### WHAT THE TASK ASKS
What you should write out is every line from the one containing "Objective — one marker per instance of the light" to the end of the data, exactly and with nothing else.

### Image-grounded pointing data
+++

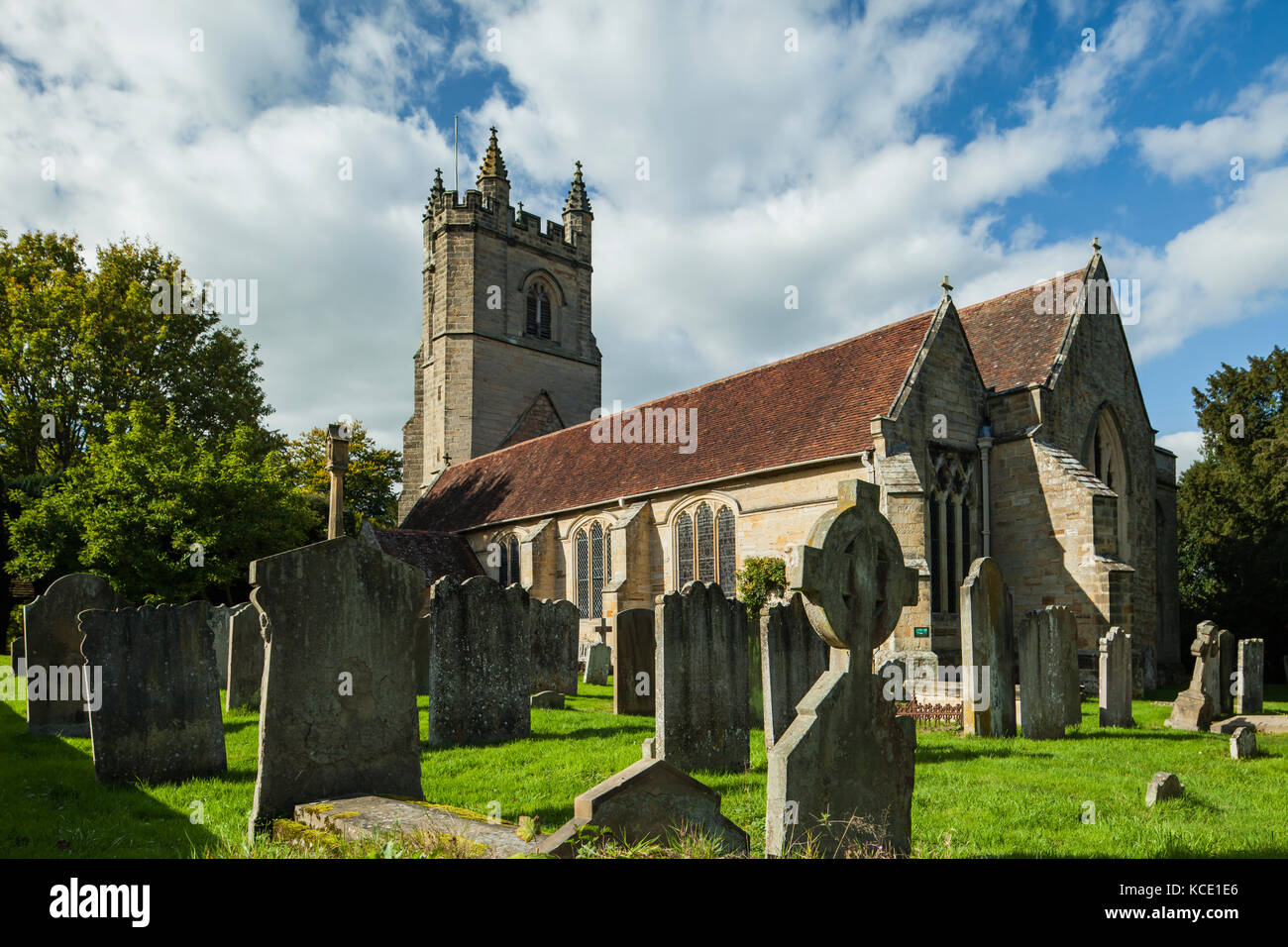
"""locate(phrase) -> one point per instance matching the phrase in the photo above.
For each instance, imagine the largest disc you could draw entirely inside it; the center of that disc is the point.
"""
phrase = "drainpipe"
(986, 445)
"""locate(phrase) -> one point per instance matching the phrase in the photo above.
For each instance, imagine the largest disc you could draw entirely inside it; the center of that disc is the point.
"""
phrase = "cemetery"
(464, 722)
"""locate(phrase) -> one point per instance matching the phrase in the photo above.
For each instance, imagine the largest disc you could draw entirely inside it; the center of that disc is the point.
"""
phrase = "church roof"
(807, 407)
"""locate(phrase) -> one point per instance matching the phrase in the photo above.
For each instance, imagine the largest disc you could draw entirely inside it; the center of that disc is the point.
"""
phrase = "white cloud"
(1185, 445)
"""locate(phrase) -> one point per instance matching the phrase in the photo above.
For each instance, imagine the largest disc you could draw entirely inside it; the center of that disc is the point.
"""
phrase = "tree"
(163, 513)
(1233, 501)
(78, 344)
(369, 486)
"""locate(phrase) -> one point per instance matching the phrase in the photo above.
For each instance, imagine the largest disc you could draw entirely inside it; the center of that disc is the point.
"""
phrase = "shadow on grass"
(54, 806)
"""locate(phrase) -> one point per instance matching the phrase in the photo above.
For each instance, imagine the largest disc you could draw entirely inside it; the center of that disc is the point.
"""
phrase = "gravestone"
(1050, 697)
(480, 663)
(988, 644)
(599, 664)
(1163, 787)
(1252, 663)
(648, 800)
(793, 657)
(554, 646)
(841, 775)
(338, 709)
(1228, 655)
(55, 673)
(218, 618)
(245, 657)
(1116, 680)
(1194, 707)
(1243, 742)
(702, 688)
(634, 651)
(155, 710)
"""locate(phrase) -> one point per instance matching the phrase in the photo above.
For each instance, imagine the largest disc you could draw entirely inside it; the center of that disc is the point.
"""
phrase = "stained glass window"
(583, 574)
(683, 551)
(706, 544)
(726, 545)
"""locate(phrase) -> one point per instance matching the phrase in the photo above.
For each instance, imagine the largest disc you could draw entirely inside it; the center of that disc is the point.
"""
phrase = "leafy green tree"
(1233, 501)
(369, 484)
(78, 344)
(166, 514)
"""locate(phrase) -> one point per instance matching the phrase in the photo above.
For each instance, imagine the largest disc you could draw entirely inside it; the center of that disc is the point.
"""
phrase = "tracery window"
(948, 525)
(706, 547)
(539, 313)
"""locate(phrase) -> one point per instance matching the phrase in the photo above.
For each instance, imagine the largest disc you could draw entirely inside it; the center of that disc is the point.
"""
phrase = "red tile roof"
(806, 407)
(1013, 343)
(812, 406)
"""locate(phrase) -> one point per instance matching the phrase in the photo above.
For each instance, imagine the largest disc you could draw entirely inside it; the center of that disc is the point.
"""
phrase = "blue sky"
(768, 166)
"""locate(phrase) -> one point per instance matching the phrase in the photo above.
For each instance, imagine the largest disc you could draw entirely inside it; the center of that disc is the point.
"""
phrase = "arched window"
(683, 551)
(539, 313)
(706, 548)
(948, 527)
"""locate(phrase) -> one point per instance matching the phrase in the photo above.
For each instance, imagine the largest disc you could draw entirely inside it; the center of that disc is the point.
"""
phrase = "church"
(1013, 427)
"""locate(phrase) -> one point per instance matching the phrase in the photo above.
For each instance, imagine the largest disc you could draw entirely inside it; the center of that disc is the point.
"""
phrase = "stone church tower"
(506, 350)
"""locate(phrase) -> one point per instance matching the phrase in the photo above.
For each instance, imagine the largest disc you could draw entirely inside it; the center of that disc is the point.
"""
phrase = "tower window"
(539, 313)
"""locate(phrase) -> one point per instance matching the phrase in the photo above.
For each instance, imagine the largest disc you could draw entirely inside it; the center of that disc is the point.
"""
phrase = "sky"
(854, 151)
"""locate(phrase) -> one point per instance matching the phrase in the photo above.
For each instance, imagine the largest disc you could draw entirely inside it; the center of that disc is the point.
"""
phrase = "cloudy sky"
(786, 146)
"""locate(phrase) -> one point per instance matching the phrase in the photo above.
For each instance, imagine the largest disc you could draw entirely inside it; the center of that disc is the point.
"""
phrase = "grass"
(974, 797)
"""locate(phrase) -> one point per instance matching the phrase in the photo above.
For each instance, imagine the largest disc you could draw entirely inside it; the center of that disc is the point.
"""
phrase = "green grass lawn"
(974, 796)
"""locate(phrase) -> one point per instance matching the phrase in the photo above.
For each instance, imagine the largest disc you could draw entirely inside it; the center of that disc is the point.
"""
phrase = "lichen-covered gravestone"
(793, 657)
(245, 657)
(55, 672)
(842, 772)
(1116, 680)
(1050, 697)
(599, 664)
(634, 651)
(1194, 707)
(1228, 657)
(1252, 663)
(480, 663)
(702, 685)
(554, 646)
(338, 712)
(155, 710)
(988, 644)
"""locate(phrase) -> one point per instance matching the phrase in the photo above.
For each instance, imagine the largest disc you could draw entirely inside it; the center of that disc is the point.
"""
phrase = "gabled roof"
(1013, 342)
(812, 406)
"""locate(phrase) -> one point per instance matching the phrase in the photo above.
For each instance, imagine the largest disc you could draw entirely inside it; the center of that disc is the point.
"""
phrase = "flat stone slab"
(1261, 723)
(357, 818)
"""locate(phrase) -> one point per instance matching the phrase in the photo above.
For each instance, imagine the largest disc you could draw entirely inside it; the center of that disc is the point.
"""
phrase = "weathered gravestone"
(217, 616)
(599, 664)
(1194, 707)
(793, 657)
(480, 663)
(988, 647)
(842, 772)
(1252, 663)
(338, 709)
(648, 800)
(245, 657)
(1050, 697)
(55, 672)
(1243, 742)
(1116, 680)
(702, 688)
(554, 646)
(634, 651)
(1228, 656)
(1163, 787)
(155, 709)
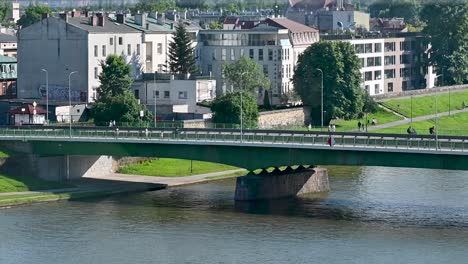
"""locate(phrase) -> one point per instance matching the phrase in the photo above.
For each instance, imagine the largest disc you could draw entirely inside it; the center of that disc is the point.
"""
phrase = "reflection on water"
(372, 215)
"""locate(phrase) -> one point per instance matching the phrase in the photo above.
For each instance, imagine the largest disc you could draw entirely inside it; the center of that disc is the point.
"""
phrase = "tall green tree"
(115, 100)
(227, 109)
(33, 14)
(447, 27)
(181, 52)
(245, 74)
(342, 92)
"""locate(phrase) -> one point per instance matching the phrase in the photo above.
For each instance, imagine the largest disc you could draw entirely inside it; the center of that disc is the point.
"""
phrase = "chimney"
(93, 20)
(121, 18)
(64, 16)
(101, 21)
(76, 13)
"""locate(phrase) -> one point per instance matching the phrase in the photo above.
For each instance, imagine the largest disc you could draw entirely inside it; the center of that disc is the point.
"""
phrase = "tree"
(227, 108)
(181, 53)
(245, 74)
(33, 14)
(115, 100)
(342, 92)
(447, 26)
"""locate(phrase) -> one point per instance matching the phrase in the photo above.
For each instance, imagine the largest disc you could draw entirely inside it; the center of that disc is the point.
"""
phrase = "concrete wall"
(52, 45)
(282, 118)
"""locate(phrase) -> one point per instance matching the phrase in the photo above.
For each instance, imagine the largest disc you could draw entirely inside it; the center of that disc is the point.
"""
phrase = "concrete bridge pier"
(281, 184)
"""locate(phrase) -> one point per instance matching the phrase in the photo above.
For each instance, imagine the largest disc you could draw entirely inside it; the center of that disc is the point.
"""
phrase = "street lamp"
(242, 109)
(69, 96)
(321, 98)
(47, 95)
(155, 98)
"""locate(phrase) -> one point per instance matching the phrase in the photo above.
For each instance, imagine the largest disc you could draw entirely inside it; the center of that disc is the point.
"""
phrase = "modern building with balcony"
(276, 44)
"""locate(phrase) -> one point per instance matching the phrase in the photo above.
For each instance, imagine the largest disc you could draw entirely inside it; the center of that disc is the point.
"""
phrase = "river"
(372, 215)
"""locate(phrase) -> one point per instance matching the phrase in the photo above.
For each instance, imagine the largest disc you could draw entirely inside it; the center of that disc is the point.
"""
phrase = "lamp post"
(242, 109)
(69, 96)
(47, 95)
(155, 98)
(321, 98)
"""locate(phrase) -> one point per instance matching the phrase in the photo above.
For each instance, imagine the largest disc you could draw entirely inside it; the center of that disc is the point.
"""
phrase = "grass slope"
(425, 105)
(456, 125)
(173, 168)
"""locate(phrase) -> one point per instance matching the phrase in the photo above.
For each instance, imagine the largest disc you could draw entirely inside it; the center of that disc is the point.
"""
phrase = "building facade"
(275, 44)
(78, 44)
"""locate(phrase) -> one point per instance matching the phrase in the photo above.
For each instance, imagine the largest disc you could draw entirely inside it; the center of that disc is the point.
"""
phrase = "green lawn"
(21, 184)
(448, 125)
(173, 168)
(382, 116)
(425, 105)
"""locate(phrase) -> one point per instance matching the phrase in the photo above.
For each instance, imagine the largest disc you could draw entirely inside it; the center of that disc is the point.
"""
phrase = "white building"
(169, 95)
(67, 44)
(275, 44)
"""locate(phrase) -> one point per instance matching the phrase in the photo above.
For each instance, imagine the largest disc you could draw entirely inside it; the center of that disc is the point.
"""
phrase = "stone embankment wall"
(292, 117)
(421, 92)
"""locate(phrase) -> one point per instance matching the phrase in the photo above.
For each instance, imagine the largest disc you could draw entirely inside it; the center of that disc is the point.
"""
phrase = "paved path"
(168, 181)
(415, 119)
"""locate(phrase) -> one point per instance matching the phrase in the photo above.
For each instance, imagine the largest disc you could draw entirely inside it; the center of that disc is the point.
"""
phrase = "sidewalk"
(415, 119)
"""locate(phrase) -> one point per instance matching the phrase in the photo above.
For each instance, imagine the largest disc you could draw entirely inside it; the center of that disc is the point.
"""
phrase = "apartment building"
(276, 44)
(392, 63)
(53, 48)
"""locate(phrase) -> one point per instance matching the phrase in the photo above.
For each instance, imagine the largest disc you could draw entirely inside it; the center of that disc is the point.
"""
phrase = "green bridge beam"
(254, 157)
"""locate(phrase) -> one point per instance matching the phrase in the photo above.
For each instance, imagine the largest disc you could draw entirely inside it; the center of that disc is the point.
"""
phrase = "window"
(182, 95)
(389, 74)
(390, 87)
(378, 61)
(159, 48)
(368, 48)
(96, 72)
(378, 75)
(390, 46)
(223, 54)
(378, 47)
(404, 59)
(389, 60)
(368, 76)
(377, 88)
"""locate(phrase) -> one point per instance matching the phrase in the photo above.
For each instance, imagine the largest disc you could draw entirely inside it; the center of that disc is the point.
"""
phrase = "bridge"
(253, 150)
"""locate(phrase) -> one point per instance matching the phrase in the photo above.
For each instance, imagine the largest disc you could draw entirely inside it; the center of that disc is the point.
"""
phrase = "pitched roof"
(110, 26)
(292, 26)
(28, 109)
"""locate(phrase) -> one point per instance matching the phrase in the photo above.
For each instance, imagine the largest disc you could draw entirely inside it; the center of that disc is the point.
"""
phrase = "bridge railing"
(339, 139)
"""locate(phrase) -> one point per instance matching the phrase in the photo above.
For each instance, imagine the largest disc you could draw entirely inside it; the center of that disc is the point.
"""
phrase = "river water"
(372, 215)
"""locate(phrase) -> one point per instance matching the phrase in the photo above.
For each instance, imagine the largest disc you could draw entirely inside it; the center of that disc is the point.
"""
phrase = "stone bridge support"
(281, 184)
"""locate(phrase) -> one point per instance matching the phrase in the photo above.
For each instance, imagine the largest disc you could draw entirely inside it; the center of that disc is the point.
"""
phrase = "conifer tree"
(181, 53)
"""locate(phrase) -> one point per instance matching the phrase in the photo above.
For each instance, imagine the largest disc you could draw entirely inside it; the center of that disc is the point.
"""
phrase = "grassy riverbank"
(173, 168)
(425, 105)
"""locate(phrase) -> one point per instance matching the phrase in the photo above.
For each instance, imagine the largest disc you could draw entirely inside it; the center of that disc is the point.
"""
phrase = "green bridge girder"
(251, 157)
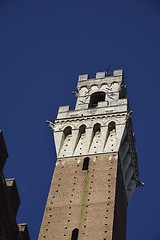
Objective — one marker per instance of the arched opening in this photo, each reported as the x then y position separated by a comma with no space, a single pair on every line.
82,129
96,129
111,126
75,234
67,131
85,163
95,98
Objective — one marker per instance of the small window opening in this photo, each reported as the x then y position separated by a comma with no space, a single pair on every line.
82,129
96,129
85,163
111,126
67,131
75,234
95,98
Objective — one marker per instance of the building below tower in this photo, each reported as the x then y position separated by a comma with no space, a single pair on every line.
9,203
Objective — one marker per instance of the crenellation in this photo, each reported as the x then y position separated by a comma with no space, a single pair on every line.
101,74
83,77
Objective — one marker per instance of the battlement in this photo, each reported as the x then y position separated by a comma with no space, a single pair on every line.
100,75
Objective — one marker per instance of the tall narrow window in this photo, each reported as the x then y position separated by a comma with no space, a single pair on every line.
96,98
111,126
75,234
85,163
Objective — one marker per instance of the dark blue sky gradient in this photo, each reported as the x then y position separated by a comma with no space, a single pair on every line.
44,45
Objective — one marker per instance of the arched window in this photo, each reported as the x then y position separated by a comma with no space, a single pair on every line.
111,126
85,163
82,129
95,98
67,131
96,128
75,234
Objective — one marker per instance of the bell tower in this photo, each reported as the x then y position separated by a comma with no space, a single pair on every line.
96,169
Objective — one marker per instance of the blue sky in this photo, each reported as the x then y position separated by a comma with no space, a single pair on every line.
44,45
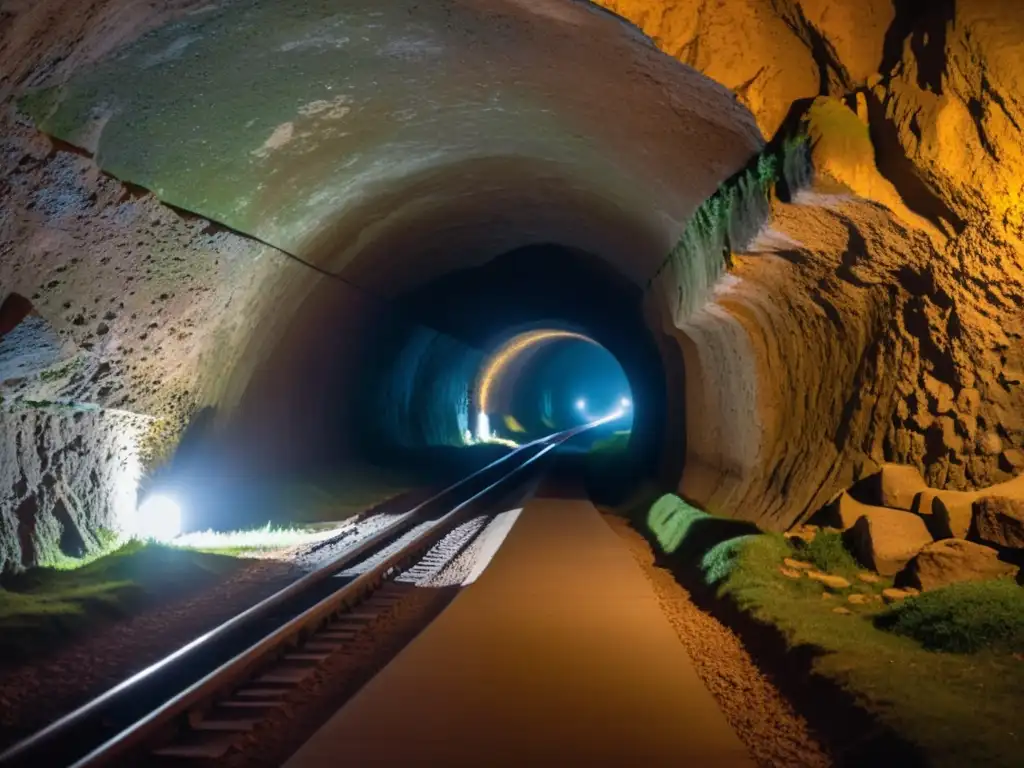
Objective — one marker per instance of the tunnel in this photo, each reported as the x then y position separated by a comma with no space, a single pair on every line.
429,189
262,241
299,299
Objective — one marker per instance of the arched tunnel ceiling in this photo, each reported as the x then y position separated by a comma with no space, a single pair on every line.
298,122
516,349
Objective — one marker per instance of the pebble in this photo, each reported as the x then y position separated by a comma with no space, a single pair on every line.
832,582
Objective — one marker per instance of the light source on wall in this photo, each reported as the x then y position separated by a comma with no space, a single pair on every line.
482,427
159,518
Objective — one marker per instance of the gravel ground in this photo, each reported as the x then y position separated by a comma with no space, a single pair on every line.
772,731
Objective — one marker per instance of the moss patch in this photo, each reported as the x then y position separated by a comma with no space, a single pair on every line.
963,617
958,709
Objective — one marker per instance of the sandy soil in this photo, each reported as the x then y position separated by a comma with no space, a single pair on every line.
772,731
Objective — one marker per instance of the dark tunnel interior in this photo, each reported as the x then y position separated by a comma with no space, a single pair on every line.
395,384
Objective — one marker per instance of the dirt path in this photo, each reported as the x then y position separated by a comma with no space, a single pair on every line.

+++

### ANSWER TO THIS TASK
Objective — one marker per instance of the light source on wall in this photo, each reported as the x then y position separated by a comma with no space, a single pair on every line.
482,427
159,518
Objective — one marker per instance of the gravel ground in this photo, each reported as the x then y position separated by a comma with no space, a single pair on every line.
772,731
Objective — one marker per instance of the moss patch in this photo, each reported as the x then y position separated by a comma with no space, a single pair on every line.
963,617
958,709
Objective — one marker per instance of the sandy soil in this photo, each reported as the x then y position separated by a comma with no space, a single pair on every line.
772,731
Objective — one marker per instance of the dark tunnel interior in this photo, each reported as the x then y position separated by a comma with no space, a single pair on every line.
395,384
Objective — one marker per instance of the dirt path in this photo, each reported as the x then y position separated by a comma with no space, a single pair on every line.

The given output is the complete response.